EXERCISE INSTRUCTIONS
Swap "smokestack" for "chimney" in the part of the records that runs from the start through the line containing "[[458, 275]]", then give those lines again with nothing else changed.

RECORDS SHOWN

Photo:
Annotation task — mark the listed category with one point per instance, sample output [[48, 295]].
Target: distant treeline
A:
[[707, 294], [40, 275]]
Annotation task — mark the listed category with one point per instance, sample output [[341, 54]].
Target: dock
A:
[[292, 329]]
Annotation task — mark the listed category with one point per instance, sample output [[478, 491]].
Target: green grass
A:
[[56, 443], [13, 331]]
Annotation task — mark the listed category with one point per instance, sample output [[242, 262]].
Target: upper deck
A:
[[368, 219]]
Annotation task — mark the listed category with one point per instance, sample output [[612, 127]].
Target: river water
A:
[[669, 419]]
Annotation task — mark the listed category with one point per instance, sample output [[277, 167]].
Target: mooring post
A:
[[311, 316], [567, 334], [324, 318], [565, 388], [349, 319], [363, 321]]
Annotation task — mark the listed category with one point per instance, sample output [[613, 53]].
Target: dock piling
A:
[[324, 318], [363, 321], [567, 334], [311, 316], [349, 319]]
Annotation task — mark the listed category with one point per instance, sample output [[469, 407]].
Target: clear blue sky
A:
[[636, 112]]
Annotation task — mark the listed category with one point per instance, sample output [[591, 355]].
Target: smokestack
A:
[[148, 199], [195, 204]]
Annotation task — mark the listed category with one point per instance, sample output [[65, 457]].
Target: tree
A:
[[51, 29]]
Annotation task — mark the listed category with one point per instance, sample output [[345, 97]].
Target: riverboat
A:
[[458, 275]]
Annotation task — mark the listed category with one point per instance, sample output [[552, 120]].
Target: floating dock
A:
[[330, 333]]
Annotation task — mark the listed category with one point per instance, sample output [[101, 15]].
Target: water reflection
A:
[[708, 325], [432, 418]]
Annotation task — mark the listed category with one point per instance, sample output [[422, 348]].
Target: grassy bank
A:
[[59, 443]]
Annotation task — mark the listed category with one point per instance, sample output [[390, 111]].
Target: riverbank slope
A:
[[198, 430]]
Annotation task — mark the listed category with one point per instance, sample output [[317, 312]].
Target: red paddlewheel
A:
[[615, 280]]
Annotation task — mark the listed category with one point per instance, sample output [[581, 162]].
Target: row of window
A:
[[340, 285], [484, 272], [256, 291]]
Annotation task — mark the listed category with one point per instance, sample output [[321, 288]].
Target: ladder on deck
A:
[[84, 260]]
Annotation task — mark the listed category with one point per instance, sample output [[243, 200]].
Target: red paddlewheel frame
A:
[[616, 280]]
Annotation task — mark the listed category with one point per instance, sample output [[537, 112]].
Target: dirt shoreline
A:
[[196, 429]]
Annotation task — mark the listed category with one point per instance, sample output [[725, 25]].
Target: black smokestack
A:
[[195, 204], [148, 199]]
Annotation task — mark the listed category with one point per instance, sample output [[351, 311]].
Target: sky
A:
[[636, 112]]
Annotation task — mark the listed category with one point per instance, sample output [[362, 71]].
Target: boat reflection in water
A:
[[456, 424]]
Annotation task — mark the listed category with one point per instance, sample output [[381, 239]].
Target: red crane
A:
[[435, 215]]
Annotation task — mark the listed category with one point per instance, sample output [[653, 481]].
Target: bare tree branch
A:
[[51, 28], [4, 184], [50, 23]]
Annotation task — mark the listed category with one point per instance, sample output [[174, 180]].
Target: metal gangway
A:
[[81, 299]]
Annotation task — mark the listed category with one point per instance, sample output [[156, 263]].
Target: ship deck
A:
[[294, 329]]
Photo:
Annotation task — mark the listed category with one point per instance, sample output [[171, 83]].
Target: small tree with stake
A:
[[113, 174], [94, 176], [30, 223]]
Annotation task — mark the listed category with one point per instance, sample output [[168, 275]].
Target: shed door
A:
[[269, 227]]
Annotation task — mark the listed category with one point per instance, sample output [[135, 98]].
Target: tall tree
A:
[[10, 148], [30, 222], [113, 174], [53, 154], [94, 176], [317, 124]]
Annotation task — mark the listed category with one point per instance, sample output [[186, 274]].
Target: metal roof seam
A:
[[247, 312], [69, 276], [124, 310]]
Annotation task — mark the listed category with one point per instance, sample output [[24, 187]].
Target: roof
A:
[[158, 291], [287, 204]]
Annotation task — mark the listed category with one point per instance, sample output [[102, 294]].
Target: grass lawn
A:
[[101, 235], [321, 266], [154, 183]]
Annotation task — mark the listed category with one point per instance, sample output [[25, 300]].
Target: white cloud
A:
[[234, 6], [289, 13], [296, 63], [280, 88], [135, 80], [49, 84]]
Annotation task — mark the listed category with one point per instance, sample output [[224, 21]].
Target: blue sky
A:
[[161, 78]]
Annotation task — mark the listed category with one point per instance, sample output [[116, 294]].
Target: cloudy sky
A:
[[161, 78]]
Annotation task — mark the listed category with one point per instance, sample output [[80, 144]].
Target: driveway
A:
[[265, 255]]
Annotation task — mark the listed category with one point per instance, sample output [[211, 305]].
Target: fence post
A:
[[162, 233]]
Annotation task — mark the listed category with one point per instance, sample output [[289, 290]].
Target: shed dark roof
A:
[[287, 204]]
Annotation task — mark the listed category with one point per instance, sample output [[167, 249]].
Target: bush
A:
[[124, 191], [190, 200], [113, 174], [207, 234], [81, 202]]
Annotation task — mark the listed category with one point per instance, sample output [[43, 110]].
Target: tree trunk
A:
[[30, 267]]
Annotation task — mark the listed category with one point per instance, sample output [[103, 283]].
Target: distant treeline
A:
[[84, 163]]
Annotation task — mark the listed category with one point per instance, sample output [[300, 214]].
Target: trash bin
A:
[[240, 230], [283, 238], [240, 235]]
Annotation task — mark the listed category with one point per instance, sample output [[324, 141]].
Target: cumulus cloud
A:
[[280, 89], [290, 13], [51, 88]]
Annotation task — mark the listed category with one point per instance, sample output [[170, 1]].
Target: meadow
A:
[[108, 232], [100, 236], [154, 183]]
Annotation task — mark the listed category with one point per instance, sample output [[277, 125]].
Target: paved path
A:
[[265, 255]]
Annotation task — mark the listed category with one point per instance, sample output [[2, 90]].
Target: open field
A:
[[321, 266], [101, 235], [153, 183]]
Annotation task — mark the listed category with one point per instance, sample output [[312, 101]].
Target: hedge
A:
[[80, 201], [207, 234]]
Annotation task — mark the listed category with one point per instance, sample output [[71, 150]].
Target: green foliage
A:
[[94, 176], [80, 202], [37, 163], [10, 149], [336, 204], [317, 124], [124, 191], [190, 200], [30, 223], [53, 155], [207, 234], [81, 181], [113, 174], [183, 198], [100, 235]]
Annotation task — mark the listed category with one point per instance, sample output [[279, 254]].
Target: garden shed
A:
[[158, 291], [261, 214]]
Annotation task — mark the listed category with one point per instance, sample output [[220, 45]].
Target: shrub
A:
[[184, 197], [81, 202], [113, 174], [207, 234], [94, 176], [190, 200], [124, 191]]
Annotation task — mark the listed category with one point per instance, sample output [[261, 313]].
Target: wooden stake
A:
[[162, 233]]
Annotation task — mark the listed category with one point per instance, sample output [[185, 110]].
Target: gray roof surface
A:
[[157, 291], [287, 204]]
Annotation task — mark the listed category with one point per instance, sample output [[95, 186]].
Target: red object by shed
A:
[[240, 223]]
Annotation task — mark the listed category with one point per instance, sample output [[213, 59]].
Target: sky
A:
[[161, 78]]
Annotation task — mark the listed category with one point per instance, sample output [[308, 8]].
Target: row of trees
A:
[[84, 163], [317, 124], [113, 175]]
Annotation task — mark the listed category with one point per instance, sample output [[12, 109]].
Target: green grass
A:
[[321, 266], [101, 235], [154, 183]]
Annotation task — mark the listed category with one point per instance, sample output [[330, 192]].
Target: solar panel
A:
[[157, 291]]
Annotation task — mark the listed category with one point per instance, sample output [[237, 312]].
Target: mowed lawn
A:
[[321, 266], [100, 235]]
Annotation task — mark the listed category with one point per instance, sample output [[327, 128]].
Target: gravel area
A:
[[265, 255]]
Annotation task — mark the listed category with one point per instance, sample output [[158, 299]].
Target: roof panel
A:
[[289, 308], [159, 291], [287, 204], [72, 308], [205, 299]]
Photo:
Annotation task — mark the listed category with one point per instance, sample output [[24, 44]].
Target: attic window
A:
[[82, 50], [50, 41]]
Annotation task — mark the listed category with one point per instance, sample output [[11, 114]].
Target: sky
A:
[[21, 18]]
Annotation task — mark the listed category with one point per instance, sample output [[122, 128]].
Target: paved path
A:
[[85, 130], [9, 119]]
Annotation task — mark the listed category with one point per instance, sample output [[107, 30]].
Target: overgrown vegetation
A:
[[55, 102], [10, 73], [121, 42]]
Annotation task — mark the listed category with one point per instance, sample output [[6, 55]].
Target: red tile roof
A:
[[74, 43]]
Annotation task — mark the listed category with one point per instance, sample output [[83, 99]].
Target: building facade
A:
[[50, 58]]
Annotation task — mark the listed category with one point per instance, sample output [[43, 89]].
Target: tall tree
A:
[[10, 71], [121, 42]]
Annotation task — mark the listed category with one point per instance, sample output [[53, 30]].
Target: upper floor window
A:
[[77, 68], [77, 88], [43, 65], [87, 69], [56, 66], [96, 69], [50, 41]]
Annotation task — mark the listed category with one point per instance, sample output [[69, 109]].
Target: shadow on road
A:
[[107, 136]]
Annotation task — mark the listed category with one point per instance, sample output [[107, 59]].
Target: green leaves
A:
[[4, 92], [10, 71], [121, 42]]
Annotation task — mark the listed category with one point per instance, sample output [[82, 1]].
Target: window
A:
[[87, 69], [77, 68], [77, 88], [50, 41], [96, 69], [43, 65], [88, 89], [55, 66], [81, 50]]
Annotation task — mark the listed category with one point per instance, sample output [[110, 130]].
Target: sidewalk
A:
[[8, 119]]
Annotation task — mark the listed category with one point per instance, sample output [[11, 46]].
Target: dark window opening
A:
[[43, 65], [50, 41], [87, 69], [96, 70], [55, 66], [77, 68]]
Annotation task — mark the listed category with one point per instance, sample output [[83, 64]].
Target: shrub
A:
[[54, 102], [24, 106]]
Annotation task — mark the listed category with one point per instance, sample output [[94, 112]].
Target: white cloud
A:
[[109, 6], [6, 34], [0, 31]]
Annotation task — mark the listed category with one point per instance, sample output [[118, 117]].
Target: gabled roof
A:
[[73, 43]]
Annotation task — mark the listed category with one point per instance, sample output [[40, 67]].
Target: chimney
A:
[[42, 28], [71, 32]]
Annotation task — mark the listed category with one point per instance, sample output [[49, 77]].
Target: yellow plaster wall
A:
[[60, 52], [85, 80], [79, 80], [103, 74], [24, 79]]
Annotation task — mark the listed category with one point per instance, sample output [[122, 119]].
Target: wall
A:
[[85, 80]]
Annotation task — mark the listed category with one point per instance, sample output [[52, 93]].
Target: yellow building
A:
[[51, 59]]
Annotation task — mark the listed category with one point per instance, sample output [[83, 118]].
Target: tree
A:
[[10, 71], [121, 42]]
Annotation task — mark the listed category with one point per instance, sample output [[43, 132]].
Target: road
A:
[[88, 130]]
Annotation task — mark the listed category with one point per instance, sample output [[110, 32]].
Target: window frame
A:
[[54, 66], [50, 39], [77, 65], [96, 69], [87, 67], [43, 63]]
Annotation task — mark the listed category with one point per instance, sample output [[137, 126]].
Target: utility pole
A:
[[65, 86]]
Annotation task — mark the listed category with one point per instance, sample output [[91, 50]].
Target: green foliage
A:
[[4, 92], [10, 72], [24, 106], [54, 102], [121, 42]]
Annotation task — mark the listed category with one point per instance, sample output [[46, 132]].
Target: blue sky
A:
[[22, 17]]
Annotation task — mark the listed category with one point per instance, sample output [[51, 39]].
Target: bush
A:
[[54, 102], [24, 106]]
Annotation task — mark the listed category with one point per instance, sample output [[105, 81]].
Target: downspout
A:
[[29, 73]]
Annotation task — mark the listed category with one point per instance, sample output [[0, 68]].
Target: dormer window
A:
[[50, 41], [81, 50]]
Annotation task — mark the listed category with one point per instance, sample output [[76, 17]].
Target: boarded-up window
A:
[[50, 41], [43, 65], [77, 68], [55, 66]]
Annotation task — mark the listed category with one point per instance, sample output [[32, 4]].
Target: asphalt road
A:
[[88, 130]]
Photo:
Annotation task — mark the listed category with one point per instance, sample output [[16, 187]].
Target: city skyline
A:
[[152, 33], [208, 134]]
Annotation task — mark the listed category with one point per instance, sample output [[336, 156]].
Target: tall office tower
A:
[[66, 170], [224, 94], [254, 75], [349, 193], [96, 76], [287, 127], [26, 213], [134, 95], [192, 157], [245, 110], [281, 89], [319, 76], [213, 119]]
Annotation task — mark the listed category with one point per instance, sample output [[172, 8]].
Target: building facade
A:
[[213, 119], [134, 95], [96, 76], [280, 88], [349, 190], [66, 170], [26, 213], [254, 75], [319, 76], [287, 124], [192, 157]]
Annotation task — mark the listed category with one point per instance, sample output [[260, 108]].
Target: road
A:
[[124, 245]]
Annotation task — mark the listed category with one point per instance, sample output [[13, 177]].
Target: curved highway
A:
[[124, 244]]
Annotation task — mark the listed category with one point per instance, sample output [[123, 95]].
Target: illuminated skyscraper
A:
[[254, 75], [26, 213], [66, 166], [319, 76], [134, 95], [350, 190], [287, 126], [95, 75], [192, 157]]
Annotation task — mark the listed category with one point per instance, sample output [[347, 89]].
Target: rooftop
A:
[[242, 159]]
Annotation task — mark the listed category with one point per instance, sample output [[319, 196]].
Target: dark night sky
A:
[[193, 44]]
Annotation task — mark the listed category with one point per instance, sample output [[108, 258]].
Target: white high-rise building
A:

WORKED ANSWER
Photo:
Annotation task — mark the listed category with one point per instance, sample output [[48, 295]].
Target: distant treeline
A:
[[707, 294], [40, 275]]
Annotation task — mark the listed category with one point per instance, sample output [[341, 54]].
Target: dock
A:
[[292, 329]]
Annotation task — mark the listed category with one point per instance, sample output [[478, 491]].
Target: green grass
A:
[[56, 443], [13, 331]]
Annotation task — mark the listed category with one point per instance, sample output [[242, 262]].
Target: upper deck
A:
[[368, 219]]
Annotation task — mark the listed category with one point per instance, sample output [[612, 127]].
Target: river water
A:
[[669, 419]]
Annotation task — mark the listed category with one point per instance, sample output [[277, 167]].
Target: mooring post
A:
[[311, 316], [567, 334], [324, 318], [565, 388], [349, 319], [363, 321]]
Annotation task — mark the listed category with one point per instance, sample output [[613, 53]].
Target: dock piling
A:
[[324, 318], [363, 321], [567, 334], [311, 316], [349, 319]]
Annotation task — mark the listed category with one point per instance, sample output [[469, 407]].
Target: clear blue sky
A:
[[636, 112]]
Annotation task — mark the listed category with one point per instance, sample output [[591, 355]].
Target: chimney
A:
[[148, 199], [195, 204]]
Annotation task — mark the listed category with one point per instance, sample output [[65, 457]].
Target: tree
A:
[[51, 29]]
Annotation task — mark the listed category with one point per instance, sample output [[345, 97]].
Target: riverboat
A:
[[458, 275]]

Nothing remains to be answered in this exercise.